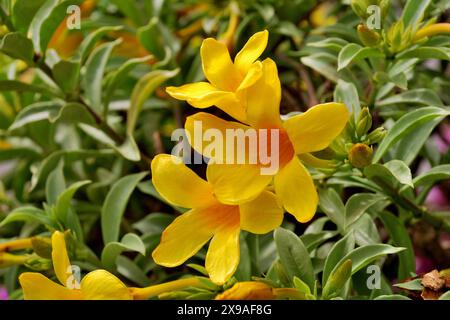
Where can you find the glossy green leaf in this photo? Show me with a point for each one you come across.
(400, 237)
(357, 205)
(27, 214)
(406, 124)
(17, 46)
(129, 242)
(115, 204)
(294, 256)
(354, 52)
(414, 11)
(141, 92)
(362, 256)
(339, 250)
(93, 77)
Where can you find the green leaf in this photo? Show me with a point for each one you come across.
(89, 42)
(93, 77)
(365, 231)
(425, 97)
(331, 204)
(17, 46)
(69, 156)
(63, 202)
(415, 285)
(414, 12)
(115, 204)
(66, 74)
(143, 89)
(117, 77)
(424, 53)
(18, 86)
(400, 237)
(129, 242)
(294, 256)
(362, 256)
(313, 240)
(316, 63)
(156, 37)
(23, 12)
(392, 173)
(27, 214)
(36, 112)
(339, 250)
(433, 175)
(409, 146)
(130, 270)
(346, 93)
(47, 20)
(129, 150)
(406, 124)
(354, 52)
(358, 204)
(337, 280)
(55, 184)
(400, 171)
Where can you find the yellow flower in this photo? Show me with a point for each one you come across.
(228, 80)
(96, 285)
(208, 219)
(255, 290)
(302, 134)
(248, 290)
(431, 30)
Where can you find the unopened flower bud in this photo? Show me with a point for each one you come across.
(8, 260)
(376, 136)
(360, 155)
(364, 122)
(368, 37)
(42, 246)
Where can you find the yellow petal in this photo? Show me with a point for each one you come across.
(263, 98)
(261, 215)
(102, 285)
(223, 255)
(295, 188)
(199, 124)
(60, 258)
(236, 183)
(38, 287)
(248, 290)
(185, 236)
(315, 129)
(315, 162)
(199, 93)
(178, 184)
(252, 76)
(254, 47)
(217, 65)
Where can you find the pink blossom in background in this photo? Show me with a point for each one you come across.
(3, 294)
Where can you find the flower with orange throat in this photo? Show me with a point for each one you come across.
(301, 134)
(207, 219)
(228, 80)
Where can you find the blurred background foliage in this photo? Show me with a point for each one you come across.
(82, 112)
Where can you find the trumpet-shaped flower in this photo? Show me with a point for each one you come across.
(96, 285)
(228, 80)
(300, 135)
(208, 219)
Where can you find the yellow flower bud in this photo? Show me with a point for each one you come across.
(360, 155)
(368, 37)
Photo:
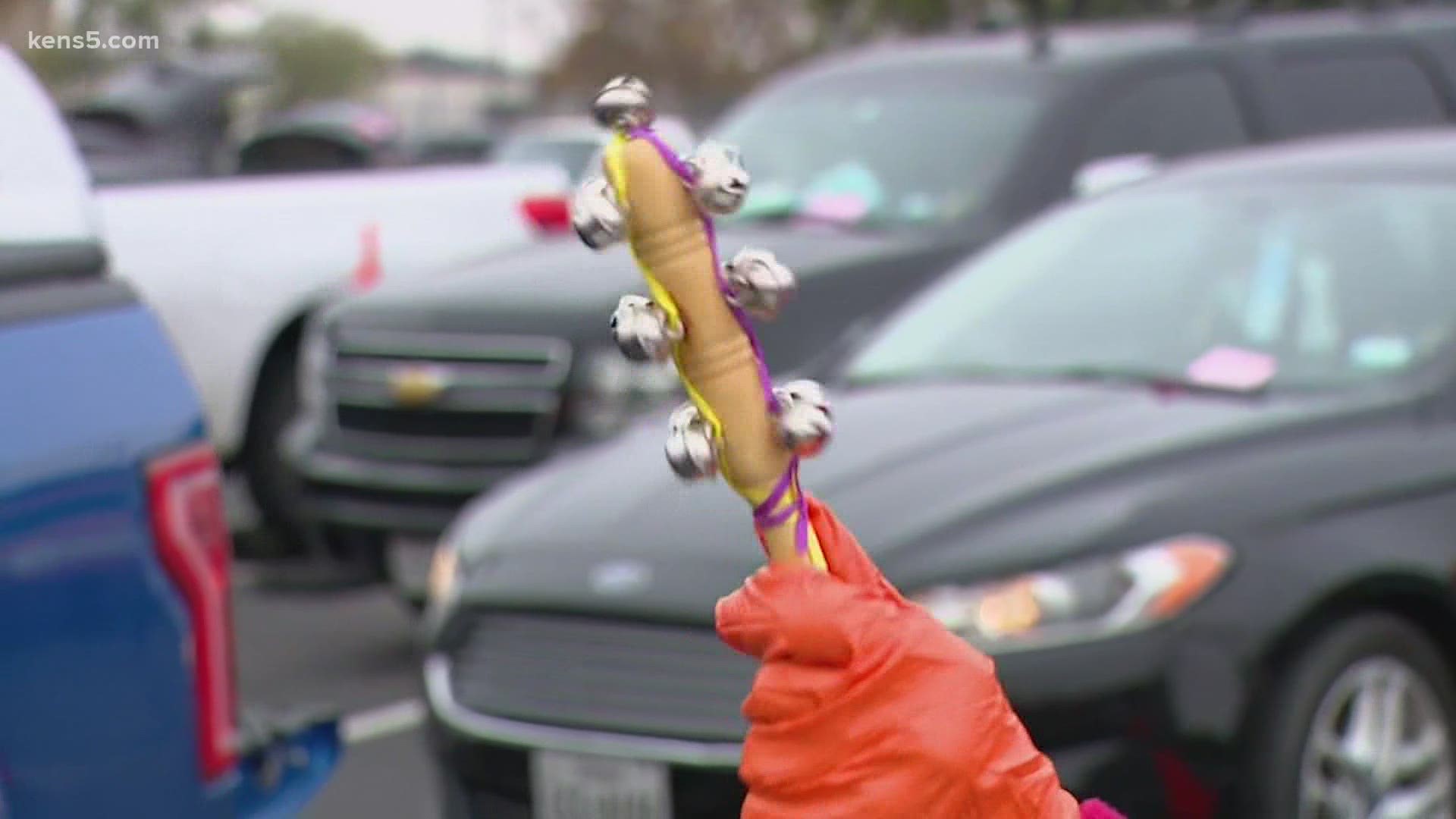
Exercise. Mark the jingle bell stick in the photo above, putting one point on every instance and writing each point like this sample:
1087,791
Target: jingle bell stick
715,356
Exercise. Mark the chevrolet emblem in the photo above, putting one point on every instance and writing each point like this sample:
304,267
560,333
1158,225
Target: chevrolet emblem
417,385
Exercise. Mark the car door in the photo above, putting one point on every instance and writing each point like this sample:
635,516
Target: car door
1159,112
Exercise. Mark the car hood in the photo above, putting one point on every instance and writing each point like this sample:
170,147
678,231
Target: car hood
1036,471
563,280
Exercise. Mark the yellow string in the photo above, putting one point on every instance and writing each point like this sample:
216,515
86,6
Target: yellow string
618,178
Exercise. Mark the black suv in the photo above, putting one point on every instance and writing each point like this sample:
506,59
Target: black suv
873,172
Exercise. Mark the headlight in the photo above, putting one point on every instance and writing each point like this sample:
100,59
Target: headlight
315,356
1082,601
610,391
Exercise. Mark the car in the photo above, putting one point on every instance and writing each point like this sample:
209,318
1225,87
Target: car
573,143
1180,458
268,251
118,692
839,194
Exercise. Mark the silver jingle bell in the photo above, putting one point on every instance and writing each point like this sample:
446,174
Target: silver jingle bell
720,180
759,283
691,447
596,215
804,417
642,330
625,102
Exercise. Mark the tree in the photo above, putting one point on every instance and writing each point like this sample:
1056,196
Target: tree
696,55
318,58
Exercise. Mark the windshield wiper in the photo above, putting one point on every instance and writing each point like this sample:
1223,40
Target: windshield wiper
1155,379
1095,373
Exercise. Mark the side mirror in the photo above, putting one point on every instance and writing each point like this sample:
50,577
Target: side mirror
1103,175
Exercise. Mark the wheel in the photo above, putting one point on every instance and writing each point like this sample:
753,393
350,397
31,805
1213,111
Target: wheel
1357,725
271,482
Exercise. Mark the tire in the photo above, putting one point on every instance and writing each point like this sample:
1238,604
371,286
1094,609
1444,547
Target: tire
271,482
1313,691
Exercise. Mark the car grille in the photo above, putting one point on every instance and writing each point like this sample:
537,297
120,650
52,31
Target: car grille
590,673
490,398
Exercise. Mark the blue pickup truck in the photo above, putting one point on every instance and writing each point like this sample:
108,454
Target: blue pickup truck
117,678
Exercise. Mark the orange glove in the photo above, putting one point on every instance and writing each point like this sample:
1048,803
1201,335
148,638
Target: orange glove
868,707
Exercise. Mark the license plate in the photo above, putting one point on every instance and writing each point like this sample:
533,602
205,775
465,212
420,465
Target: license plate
570,786
410,563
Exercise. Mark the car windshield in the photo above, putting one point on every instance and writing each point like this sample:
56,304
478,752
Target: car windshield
893,149
568,153
1283,287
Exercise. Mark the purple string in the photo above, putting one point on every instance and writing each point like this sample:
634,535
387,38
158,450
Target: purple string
764,515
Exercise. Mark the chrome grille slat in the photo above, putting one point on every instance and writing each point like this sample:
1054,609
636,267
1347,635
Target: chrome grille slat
620,676
500,404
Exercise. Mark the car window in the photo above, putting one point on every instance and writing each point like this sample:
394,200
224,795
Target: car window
1169,115
1326,93
1335,283
44,186
887,149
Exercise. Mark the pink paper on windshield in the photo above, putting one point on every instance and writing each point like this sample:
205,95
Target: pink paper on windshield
1234,369
836,207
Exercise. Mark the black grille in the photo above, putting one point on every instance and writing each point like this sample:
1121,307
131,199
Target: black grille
590,673
438,423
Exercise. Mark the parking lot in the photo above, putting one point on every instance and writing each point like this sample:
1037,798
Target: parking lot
353,651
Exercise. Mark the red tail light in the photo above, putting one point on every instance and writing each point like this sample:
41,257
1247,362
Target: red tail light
548,215
185,494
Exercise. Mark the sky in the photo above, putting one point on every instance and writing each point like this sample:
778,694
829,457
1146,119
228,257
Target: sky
517,31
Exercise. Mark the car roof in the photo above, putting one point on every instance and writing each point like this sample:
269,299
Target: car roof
1076,46
574,127
1395,155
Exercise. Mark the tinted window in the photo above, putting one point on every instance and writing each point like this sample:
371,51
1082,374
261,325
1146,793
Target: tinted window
886,149
1321,93
1171,115
1337,283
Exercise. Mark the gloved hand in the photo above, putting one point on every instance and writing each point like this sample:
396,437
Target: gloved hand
867,707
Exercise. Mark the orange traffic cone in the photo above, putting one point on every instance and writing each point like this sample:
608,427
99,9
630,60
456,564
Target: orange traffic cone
369,271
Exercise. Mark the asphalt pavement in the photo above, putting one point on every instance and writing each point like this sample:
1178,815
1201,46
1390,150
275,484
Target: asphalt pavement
354,651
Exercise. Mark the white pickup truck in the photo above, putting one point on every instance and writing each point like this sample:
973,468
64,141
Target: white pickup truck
237,265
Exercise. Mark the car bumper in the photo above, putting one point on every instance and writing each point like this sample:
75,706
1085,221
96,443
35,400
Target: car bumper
347,488
1106,714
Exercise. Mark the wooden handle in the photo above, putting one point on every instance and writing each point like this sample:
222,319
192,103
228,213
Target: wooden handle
715,354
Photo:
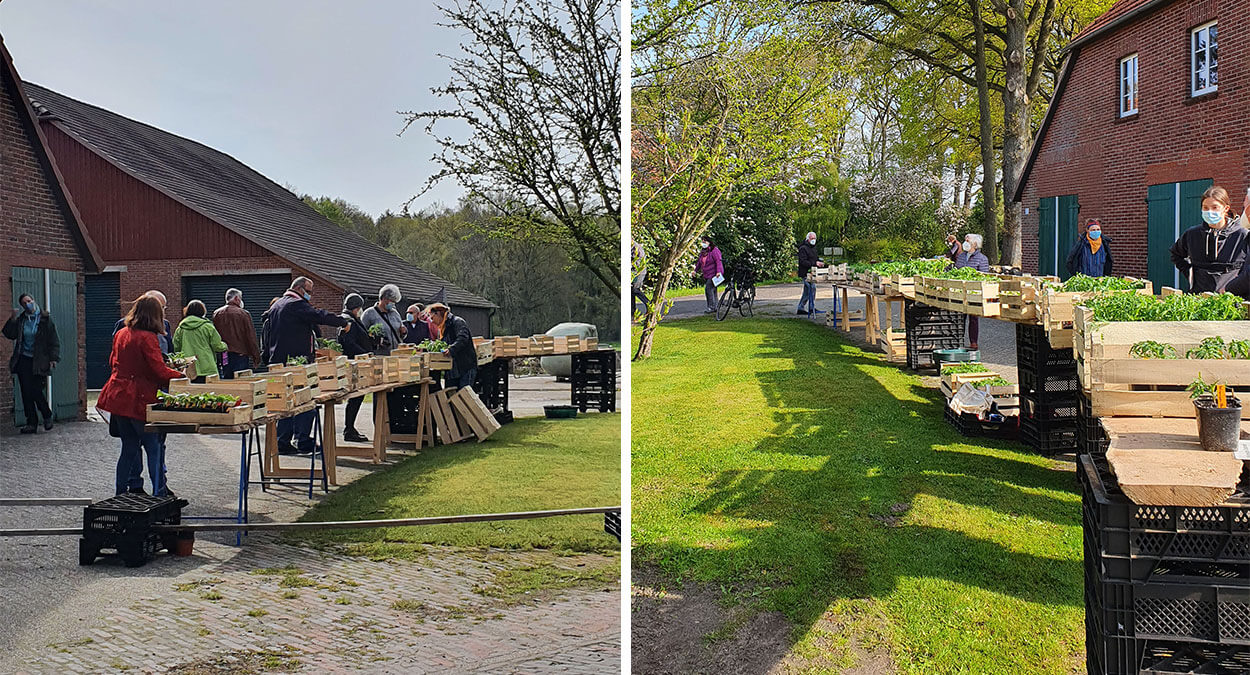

**YOUR GOAL**: Without including any pictures, output all the entries above exactly.

**EXPECTED OUTPUT**:
Where can you find the glossy green leaf in this photo? Show me with a point for each one you come across.
(400, 237)
(357, 205)
(27, 214)
(406, 124)
(17, 46)
(129, 242)
(115, 204)
(294, 256)
(354, 52)
(414, 11)
(141, 92)
(362, 256)
(339, 250)
(93, 77)
Where can you find the green leaf in this photo? Show me with a point for each one you come across.
(89, 42)
(93, 77)
(365, 231)
(425, 97)
(331, 204)
(17, 46)
(69, 156)
(63, 202)
(415, 285)
(414, 12)
(115, 204)
(66, 74)
(143, 89)
(117, 77)
(424, 53)
(18, 86)
(400, 237)
(129, 242)
(294, 256)
(362, 256)
(313, 240)
(316, 63)
(156, 37)
(23, 12)
(392, 173)
(27, 214)
(36, 112)
(339, 250)
(433, 175)
(409, 146)
(130, 270)
(346, 93)
(47, 20)
(129, 150)
(406, 124)
(354, 52)
(358, 204)
(337, 280)
(55, 184)
(400, 171)
Where can you find the yellow flower in this photo? Show me with a point for each one you come across.
(228, 80)
(96, 285)
(208, 219)
(255, 290)
(302, 134)
(248, 290)
(431, 30)
Where can you find the unopened flower bud in this photo? Show me with a point for each one you come across.
(8, 260)
(376, 136)
(360, 155)
(364, 122)
(368, 37)
(42, 246)
Where can you find the yellow petal in this photo? Show me with a point for each one you come across.
(263, 98)
(261, 215)
(102, 285)
(223, 255)
(295, 188)
(199, 124)
(60, 258)
(236, 183)
(38, 287)
(248, 290)
(185, 236)
(315, 129)
(315, 162)
(199, 93)
(178, 184)
(252, 76)
(254, 47)
(217, 65)
Where can you find the pink blossom in background in this photo? Show me with a point for each one you come across.
(3, 294)
Where can you find the flower with orange throat in this photo? Show me with a point for each one you come across.
(301, 134)
(207, 219)
(228, 80)
Where can you find the blurred background foliage in this photo? Show me with a point for each one you come across.
(82, 112)
Where can you find the trumpet-shaped flower in this photo? Show me with a point for each one you come across.
(96, 285)
(228, 80)
(300, 135)
(208, 219)
Where can you find the yellow flower bud in this photo? Show me with a point for each one you come across.
(360, 155)
(368, 37)
Photo:
Exercise. Mark the jingle bell stick in the photo above, putting one point on every instance and writing each point like this sample:
1087,791
Target: jingle bell stick
715,356
Exercise. Mark the chevrolet emblem in the photo above, putting one point on every instance and writing each point like this sample:
304,267
560,333
1158,225
Target: chevrolet emblem
417,385
Exercise. Mark the car door in the photo above, putting one point on every instance and writing each point like this sample:
635,516
Target: car door
1159,112
Exercise. Mark the car hood in the photo above, putting one point on every instance and writing each point like this sample:
170,147
678,231
Target: car hood
1036,471
563,280
Exercise. Mark the yellow string in the photo above, putting one point on every instance and writing each point like this sample:
216,515
86,6
Target: yellow string
618,178
Exercise. Mark the black suv in the photo above, putting one point on every instance and writing each point like this sample:
506,59
Target: black suv
873,172
Exercise. Mark the headlight in the photo above, putting one point on every instance and writing each point like this sample:
100,59
Target: headlight
315,356
1082,601
610,391
Exercise. Mark the car in the photo above, putting one point on every instance and writing each point like this sample:
209,318
1225,87
Target: car
573,143
1180,458
268,251
118,692
839,194
Exercise. Mark the silver jingle bell in the photo above, putting one point on every instance and writing each point like this sample:
446,174
Target: silver jingle bell
720,180
759,283
691,447
596,215
804,417
642,330
625,102
Exercise. Mark the tree in the photo above, putting one point on every instance and writing each point like this sample:
1056,196
Target: tree
696,55
318,58
Exercise. Mark the windshield wiper in the photo above, putting one point on every instance and writing each point like this sample:
1223,40
Target: windshield wiper
1155,379
1095,373
Exercise. Mark the side mirror in the photo above, putting one point on every instance and writing each point like this sample:
50,577
Target: side mirror
1103,175
Exercise. Mark the wheel in the photo above, putting one point on every instance and writing each point like this sample:
753,393
350,397
31,805
1213,111
Target: wheel
1357,725
271,482
Exercise. Mark the tire in the photo above, putting one point on every instance and writing each point like this sample:
1238,604
371,286
1094,609
1444,547
Target: tire
271,482
1313,691
Exercise. Mark the car grille in the photo above, putting one point on every instance and writing each point like this sample:
537,297
120,650
52,31
Target: car grille
590,673
490,398
Exercise. Mark the blue pickup truck in the photo above, putting one point on every instance and writing each point like this sample:
108,454
Target: blue pickup truck
117,678
Exercise. Mark the orange glove in the photo above, putting one point on every instance and writing each point like this sample:
1048,803
1201,335
148,638
Target: orange glove
868,707
Exercise. Mark the license plate in the photo above, putting one point on every instance and writing each point like this sample:
533,602
205,775
465,212
420,465
Target: license plate
570,786
410,563
Exercise. Mark the car windshield in the photo above, putting one point on every instance and writing each point like this sample:
56,304
478,752
Target: car windshield
893,149
568,153
1283,287
Exercise. Mark the purple string in the photo above, putting one point on every instance and writing each point like this sample:
634,535
387,38
158,450
Target: purple string
764,515
Exercise. Mark the chrome grille slat in the photo above, putting one point on every instance and writing each point like this sample:
1054,609
636,267
1347,635
Target: chrome grille slat
620,676
500,404
Exercise. Mark the car window in the photo above, putting one point on every instance and writing each point like this sample:
394,200
224,795
Target: car window
1169,115
1326,93
1335,283
44,186
887,149
Exercise. Mark the pink paper on windshield in the photo above, putting one point on every instance and writing each point like this sample:
205,95
Target: pink paper on windshield
1234,369
836,207
Exercise. Mark the black grille in the photo above, putting one point on every instance and writing each point like this sample:
1121,307
131,199
Target: black grille
590,673
438,423
Exercise. Mark the parking lot in the photo above, putting one point on every instance and writing each point like this sample:
1037,798
Target: parking lot
353,651
Exercise. Mark the red tail light in the photo above, putting one point on every instance and writing each point like this sample:
41,257
1247,362
Target: red tail light
548,215
185,494
Exercise. Mark the sky in the photo above, putting one point on every instance and writing each point like this sample:
778,694
829,457
1146,119
228,257
Target: sky
517,31
Exercise. Mark the car roof in the photo above, putting one point on every instance and writing each point like this sample:
269,299
Target: car roof
1076,46
574,127
1395,155
Exercise. Mark the tinted window in the photo above, putting one point on every instance and writing each point like this sample:
371,51
1082,374
261,325
1146,793
Target: tinted window
886,149
1321,93
1171,115
1337,283
Exercise. Mark the gloved hand in the photo above, putting one point on every instance and writing each point like this sample:
396,437
Target: gloved hand
867,707
Exercise. Mark the orange traffic cone in the photo above, putting one point on every instance and writing each point like this sample:
608,427
99,9
630,60
456,564
Target: orange traffic cone
369,271
Exercise. Mark the asphalt pavement in the photo above, putting one point on every instance and writing each point like this sample:
1178,815
1201,46
1390,150
275,484
Target: asphalt pavement
354,651
Exercise. Mark the white pickup truck in the photo above, putting one point on every instance and writing each point like this sample:
973,468
64,141
Target: white pickup truck
237,265
Exercise. Mark the car bumper in the photo above, putting one point on every instance and writing each point like this sample:
75,706
1085,221
96,443
35,400
Target: car bumper
347,488
1106,714
Exercise. Mark the wooden handle in the photo above, putting one point on every instance and writing each point like this sample:
222,319
192,103
228,213
Target: wooden handle
715,354
Photo:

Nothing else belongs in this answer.